Son exploitation reste viable. Il arrive à faire face mais regrette un manque de communication sur les produits français de qualité. "Nous sommes en label rouge, et nos produits sont à peine un peu plus chers qu’une viande importée, mais cela les consommateurs ne le savent pas ou ne le voient plus aujourd’hui. Les produits importés ne sont pas soumis aux mêmes normes qualitatives et environnementales que nous", déplore-t-il et cela nous fragilise.

Selon l’étude, la moitié du poulet consommé en France provient de l’importation (Belgique et Pologne) et alimente la restauration hors foyer. Pour Mathilde Bacou, éleveuse de poulets en agroforesterie en circuit court dans le Lauragais, "c’est n’importe quoi, tout cela fragilise les exploitations françaises. On nous impose des normes beaucoup plus strictes et au final cela se traduit par une augmentation des importations".

DONNÉES AFFICHÉES:
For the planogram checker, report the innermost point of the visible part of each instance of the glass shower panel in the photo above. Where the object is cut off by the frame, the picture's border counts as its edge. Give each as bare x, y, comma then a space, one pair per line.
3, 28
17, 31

PROBLÈME À RÉSOUDRE:
D'après le texte sur les importations de viande :
1. Sous quel label l'éleveur cité en premier produit-il ?
2. De quels pays vient le poulet importé en France selon l'étude ?
3. Dans quelle région Mathilde Bacou élève-t-elle ses poulets ?

CORRIGÉ DE L'EXERCICE:
1. Le label rouge.
2. De Belgique et de Pologne.
3. Dans le Lauragais.